From the line containing "Target: blue flower lei" down to the last line of the data, output each line word for word and include nothing else.
________________________
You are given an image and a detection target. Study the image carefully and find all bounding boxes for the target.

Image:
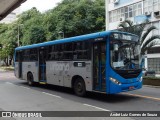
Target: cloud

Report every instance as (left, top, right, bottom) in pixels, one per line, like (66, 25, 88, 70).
(20, 0, 62, 12)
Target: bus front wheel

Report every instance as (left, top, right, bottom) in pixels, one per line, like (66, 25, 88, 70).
(73, 78, 86, 97)
(27, 73, 34, 86)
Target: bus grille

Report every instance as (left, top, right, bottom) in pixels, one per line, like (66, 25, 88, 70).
(115, 69, 141, 79)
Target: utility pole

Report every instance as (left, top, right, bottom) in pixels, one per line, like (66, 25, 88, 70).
(16, 24, 23, 46)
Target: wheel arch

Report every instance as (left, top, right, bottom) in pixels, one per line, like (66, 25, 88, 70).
(27, 71, 34, 81)
(71, 75, 85, 88)
(27, 71, 32, 77)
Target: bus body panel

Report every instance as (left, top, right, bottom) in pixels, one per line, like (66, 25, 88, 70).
(14, 31, 142, 95)
(46, 61, 92, 91)
(15, 62, 21, 79)
(22, 62, 39, 82)
(109, 80, 142, 94)
(108, 68, 142, 94)
(15, 31, 111, 51)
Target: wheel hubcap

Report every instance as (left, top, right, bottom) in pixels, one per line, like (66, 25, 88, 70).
(28, 74, 33, 85)
(77, 83, 82, 92)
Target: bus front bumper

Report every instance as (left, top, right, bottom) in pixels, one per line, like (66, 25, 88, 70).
(109, 81, 142, 94)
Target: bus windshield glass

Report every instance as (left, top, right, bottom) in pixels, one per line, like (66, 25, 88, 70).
(110, 33, 141, 70)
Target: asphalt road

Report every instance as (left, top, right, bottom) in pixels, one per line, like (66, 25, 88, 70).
(0, 71, 160, 120)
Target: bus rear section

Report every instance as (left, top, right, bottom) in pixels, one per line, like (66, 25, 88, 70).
(14, 49, 39, 85)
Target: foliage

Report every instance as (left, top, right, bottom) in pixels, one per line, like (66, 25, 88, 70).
(143, 76, 160, 80)
(17, 7, 45, 45)
(0, 0, 105, 65)
(43, 0, 105, 40)
(118, 20, 160, 55)
(0, 23, 18, 65)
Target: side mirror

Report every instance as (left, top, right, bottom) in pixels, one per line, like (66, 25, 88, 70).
(142, 68, 147, 71)
(113, 44, 118, 51)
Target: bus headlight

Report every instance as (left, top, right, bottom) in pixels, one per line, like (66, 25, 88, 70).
(110, 77, 121, 85)
(139, 77, 143, 82)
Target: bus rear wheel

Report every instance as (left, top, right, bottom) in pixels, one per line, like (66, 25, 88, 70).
(73, 78, 86, 97)
(27, 73, 34, 86)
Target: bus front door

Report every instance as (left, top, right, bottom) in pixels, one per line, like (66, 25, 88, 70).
(93, 42, 106, 92)
(18, 51, 22, 78)
(39, 48, 46, 83)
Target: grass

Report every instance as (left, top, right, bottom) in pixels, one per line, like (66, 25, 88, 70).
(0, 66, 14, 71)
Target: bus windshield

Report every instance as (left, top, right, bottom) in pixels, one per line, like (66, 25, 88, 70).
(110, 39, 141, 70)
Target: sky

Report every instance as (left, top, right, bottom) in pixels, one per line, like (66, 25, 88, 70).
(20, 0, 62, 13)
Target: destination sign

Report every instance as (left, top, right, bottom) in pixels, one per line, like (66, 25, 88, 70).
(111, 33, 139, 41)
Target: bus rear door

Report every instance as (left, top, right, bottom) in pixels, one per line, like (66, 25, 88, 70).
(18, 51, 23, 78)
(93, 41, 106, 92)
(39, 47, 46, 83)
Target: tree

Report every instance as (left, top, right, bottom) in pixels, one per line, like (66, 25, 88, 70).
(43, 0, 105, 40)
(0, 23, 18, 66)
(118, 20, 160, 55)
(0, 0, 105, 66)
(0, 43, 15, 66)
(17, 7, 45, 45)
(24, 26, 46, 44)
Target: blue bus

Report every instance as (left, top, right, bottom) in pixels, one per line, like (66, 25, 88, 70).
(14, 31, 142, 96)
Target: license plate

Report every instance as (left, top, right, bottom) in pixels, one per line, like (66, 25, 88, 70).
(129, 86, 134, 90)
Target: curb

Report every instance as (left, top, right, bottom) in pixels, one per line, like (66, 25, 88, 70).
(143, 85, 160, 88)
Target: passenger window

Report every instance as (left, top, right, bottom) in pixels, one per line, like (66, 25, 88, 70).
(47, 40, 91, 61)
(23, 50, 30, 61)
(30, 49, 38, 61)
(63, 43, 73, 60)
(48, 44, 63, 61)
(73, 41, 91, 60)
(48, 45, 55, 60)
(15, 51, 20, 62)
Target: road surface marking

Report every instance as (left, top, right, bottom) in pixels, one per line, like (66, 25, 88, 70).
(5, 82, 14, 85)
(42, 92, 62, 98)
(83, 104, 110, 111)
(122, 93, 160, 101)
(20, 86, 31, 89)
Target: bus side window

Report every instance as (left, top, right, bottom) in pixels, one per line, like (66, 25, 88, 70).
(63, 43, 73, 60)
(15, 51, 19, 62)
(73, 41, 90, 60)
(30, 49, 38, 61)
(57, 44, 63, 60)
(48, 45, 55, 60)
(23, 50, 30, 61)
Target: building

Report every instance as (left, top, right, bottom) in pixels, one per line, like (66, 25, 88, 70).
(145, 45, 160, 74)
(0, 7, 20, 24)
(106, 0, 160, 75)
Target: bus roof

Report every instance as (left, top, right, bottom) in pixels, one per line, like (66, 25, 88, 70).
(15, 30, 138, 51)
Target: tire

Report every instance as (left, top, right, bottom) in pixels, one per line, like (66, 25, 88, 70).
(27, 73, 34, 86)
(73, 78, 86, 97)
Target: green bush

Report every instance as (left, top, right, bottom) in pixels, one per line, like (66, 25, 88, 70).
(143, 76, 160, 80)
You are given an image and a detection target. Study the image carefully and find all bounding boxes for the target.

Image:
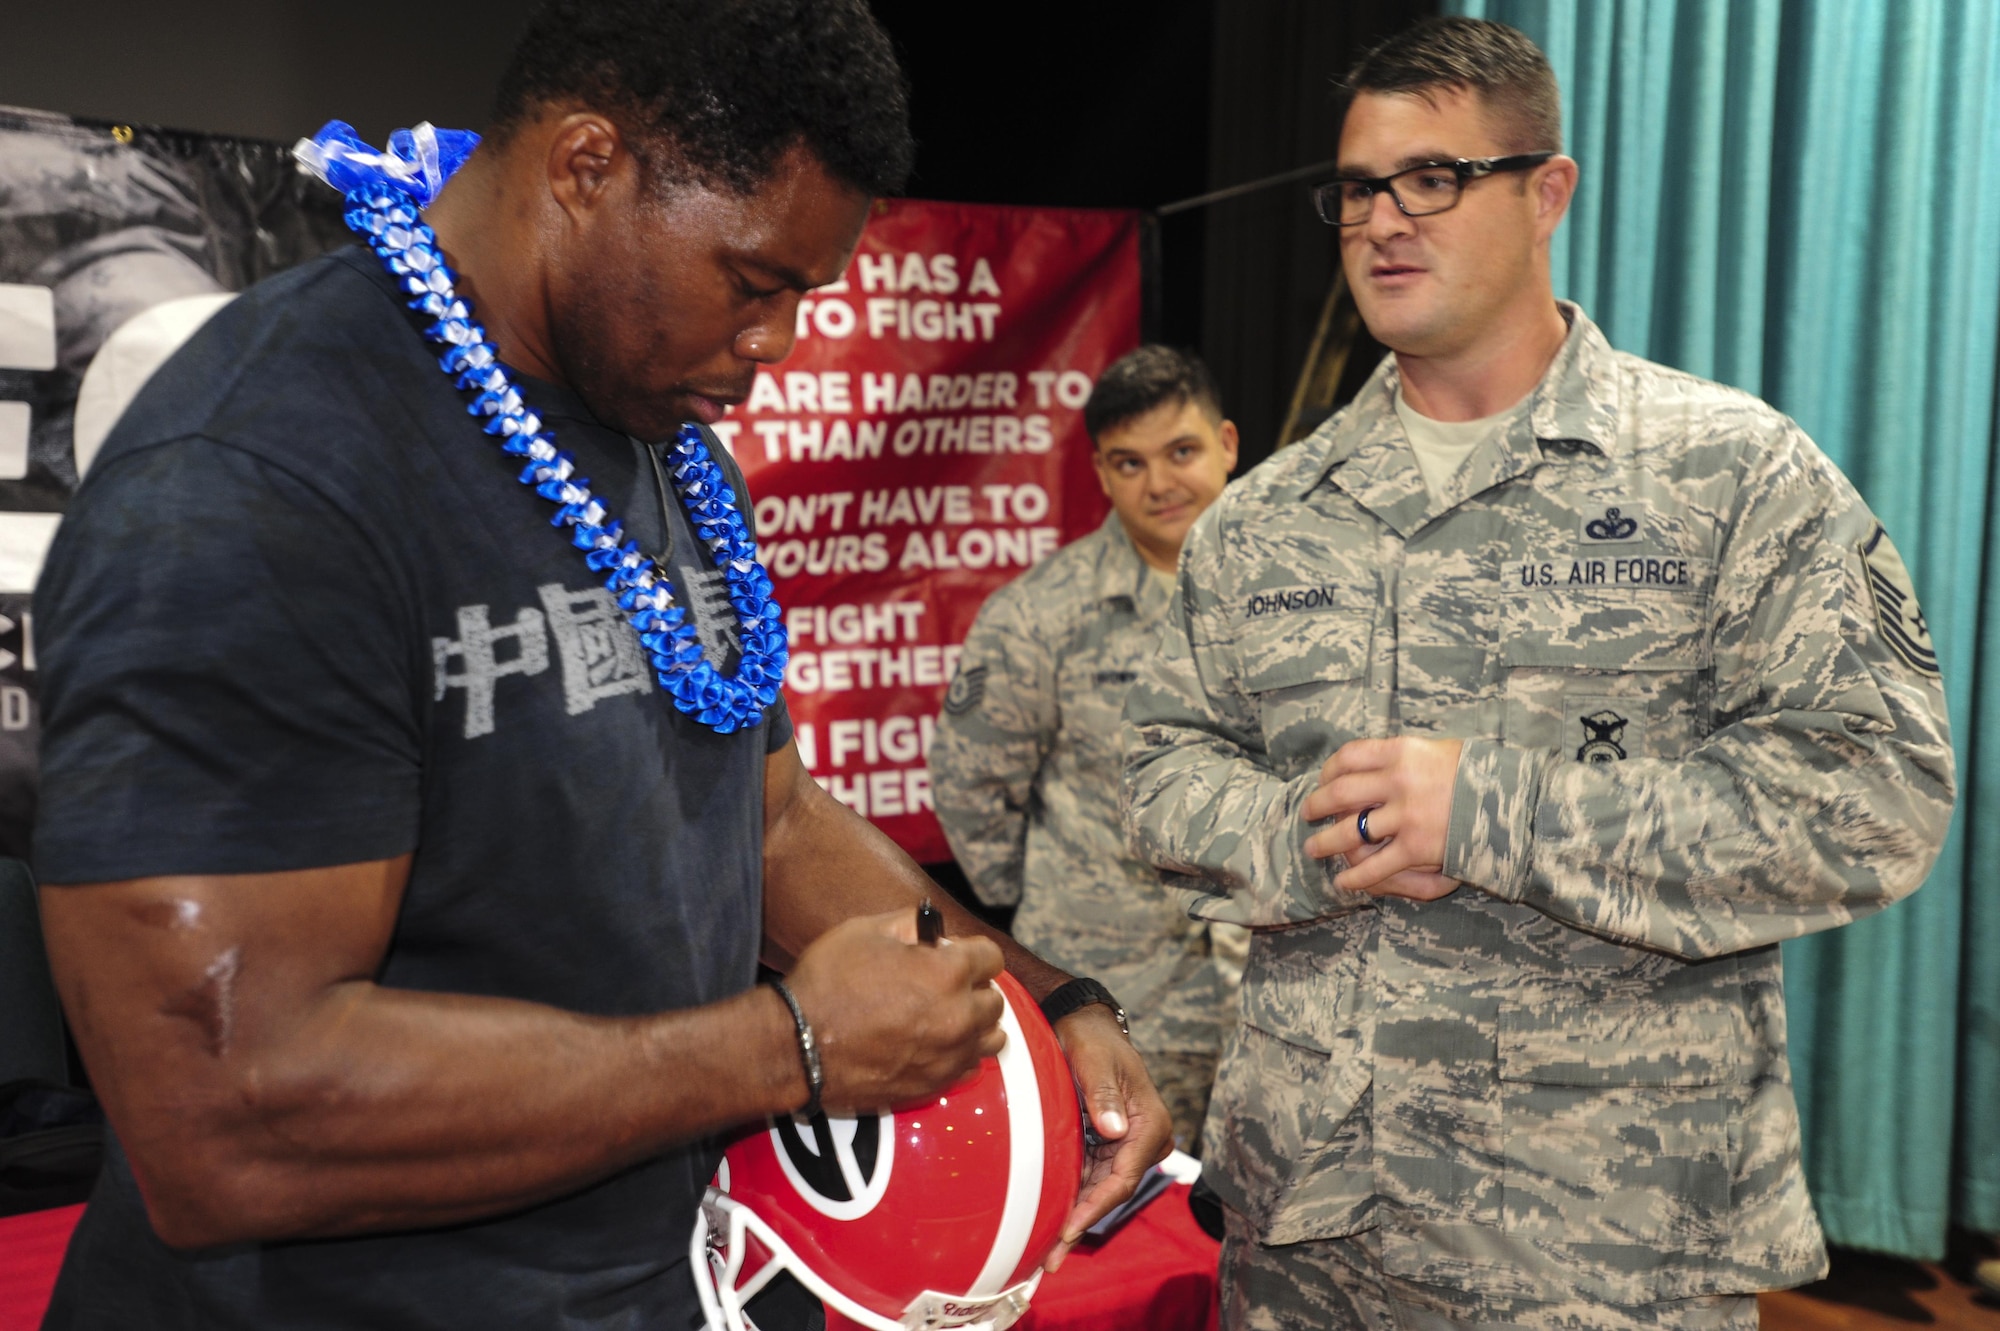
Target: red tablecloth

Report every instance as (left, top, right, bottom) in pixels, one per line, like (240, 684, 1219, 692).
(1019, 1181, 1220, 1331)
(0, 1203, 80, 1331)
(0, 1188, 1219, 1331)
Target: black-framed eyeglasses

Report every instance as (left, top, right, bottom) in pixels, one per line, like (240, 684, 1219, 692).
(1312, 151, 1556, 226)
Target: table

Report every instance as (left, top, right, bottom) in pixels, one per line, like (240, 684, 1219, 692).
(1019, 1180, 1221, 1331)
(0, 1203, 80, 1331)
(0, 1187, 1221, 1331)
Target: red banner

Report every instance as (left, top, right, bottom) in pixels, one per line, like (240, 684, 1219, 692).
(723, 199, 1137, 862)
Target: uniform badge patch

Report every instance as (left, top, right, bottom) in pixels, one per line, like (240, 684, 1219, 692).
(1576, 709, 1630, 762)
(1861, 525, 1941, 680)
(943, 663, 988, 715)
(1563, 696, 1645, 762)
(1579, 503, 1644, 543)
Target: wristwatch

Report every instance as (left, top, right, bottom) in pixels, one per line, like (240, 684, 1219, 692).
(1039, 977, 1129, 1036)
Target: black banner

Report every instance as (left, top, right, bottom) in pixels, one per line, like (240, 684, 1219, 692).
(0, 104, 348, 856)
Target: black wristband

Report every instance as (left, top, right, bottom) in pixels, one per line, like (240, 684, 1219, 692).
(1039, 977, 1129, 1036)
(765, 976, 823, 1119)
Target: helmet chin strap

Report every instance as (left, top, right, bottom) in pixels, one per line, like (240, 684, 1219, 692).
(692, 1192, 782, 1331)
(692, 1187, 1039, 1331)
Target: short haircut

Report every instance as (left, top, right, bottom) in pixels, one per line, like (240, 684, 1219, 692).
(1342, 16, 1562, 155)
(1083, 346, 1223, 445)
(492, 0, 914, 197)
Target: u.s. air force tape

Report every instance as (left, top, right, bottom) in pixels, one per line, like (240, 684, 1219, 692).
(1861, 524, 1941, 680)
(1506, 555, 1706, 590)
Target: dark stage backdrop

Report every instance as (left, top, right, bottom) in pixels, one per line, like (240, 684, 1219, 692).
(878, 0, 1437, 467)
(1203, 1, 1436, 466)
(870, 0, 1214, 355)
(0, 1, 535, 147)
(0, 0, 1436, 464)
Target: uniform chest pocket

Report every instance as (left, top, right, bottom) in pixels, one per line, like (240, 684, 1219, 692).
(1498, 589, 1713, 762)
(1055, 652, 1145, 771)
(1235, 606, 1375, 778)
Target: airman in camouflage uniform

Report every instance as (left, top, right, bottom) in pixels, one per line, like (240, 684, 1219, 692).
(932, 347, 1247, 1152)
(1121, 17, 1955, 1330)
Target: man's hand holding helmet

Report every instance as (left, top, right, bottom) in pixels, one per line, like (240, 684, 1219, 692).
(781, 907, 1008, 1111)
(704, 914, 1173, 1331)
(762, 901, 1174, 1274)
(1046, 1002, 1173, 1271)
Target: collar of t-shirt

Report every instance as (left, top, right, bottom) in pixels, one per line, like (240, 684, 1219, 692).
(1393, 384, 1530, 504)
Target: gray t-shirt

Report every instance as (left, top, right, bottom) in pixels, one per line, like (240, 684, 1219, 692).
(1394, 384, 1527, 501)
(34, 246, 788, 1331)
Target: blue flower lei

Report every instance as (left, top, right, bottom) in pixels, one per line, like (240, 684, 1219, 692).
(294, 121, 785, 734)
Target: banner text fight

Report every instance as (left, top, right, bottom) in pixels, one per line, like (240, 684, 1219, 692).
(733, 200, 1137, 860)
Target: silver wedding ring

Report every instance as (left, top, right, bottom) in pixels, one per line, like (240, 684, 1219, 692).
(1357, 807, 1381, 846)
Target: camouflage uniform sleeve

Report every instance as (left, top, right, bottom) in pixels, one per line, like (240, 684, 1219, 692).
(1122, 507, 1375, 928)
(928, 585, 1056, 908)
(1447, 422, 1957, 958)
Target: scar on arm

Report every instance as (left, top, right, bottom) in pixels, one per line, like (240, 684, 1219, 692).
(129, 896, 204, 931)
(160, 947, 243, 1058)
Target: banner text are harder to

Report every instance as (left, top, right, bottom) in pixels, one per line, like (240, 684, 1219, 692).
(733, 199, 1137, 861)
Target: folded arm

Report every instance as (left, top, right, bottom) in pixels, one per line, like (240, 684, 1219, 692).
(1445, 429, 1956, 958)
(1122, 509, 1375, 928)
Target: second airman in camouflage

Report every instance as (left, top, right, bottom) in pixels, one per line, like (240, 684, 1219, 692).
(1122, 19, 1955, 1330)
(932, 347, 1247, 1153)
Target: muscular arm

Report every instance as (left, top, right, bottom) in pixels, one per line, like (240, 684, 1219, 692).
(33, 437, 1021, 1253)
(40, 857, 808, 1249)
(40, 741, 1140, 1255)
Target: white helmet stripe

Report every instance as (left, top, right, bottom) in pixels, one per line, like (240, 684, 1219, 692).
(968, 991, 1044, 1297)
(834, 1126, 870, 1201)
________________________
* _Answer to this problem_:
Target: blue flower lei

Report every instance as (left, top, right, bottom) in pixels, one per line, like (240, 684, 1219, 692).
(294, 121, 785, 734)
Target: banner text fight

Report every instance as (left, top, right, bottom) in pixels, one per line, like (240, 684, 1219, 692).
(733, 200, 1137, 860)
Target: silver wedding ring

Report every instance as (left, top, right, bottom) in pixels, one per line, like (240, 684, 1219, 692).
(1357, 807, 1381, 846)
Target: camouflage uniform sleeve

Report every instance as (left, top, right, bottom) in pixels, one per line, like (240, 684, 1219, 692).
(1122, 507, 1375, 928)
(928, 585, 1056, 908)
(1447, 422, 1957, 958)
Target: scar on arm

Report every instance as (left, top, right, bottom) in pixels, one per line, like (240, 684, 1219, 692).
(129, 896, 204, 931)
(160, 947, 243, 1058)
Target: banner text are harder to

Report every instance as (left, top, right, bottom) in pixels, one per line, like (240, 684, 1219, 692).
(733, 199, 1137, 861)
Target: folded arm

Report every instance as (left, top, right, bottom) in pixels, one per line, like (240, 684, 1219, 692).
(1445, 429, 1956, 958)
(1122, 509, 1375, 928)
Target: second airman in camouflage

Report every instance as (left, top, right, bottom) in pixels, one per line, like (240, 684, 1219, 692).
(1122, 19, 1955, 1330)
(932, 347, 1247, 1153)
Target: muscular arm

Report every instance as (left, top, right, bottom) in pixels, one per line, like (240, 684, 1219, 692).
(33, 437, 1021, 1253)
(40, 857, 808, 1249)
(40, 741, 1140, 1255)
Target: white helmet stripe

Report every instance as (left, top, right, bottom) in pixels, one per line, like (240, 684, 1219, 692).
(968, 991, 1044, 1297)
(834, 1126, 870, 1201)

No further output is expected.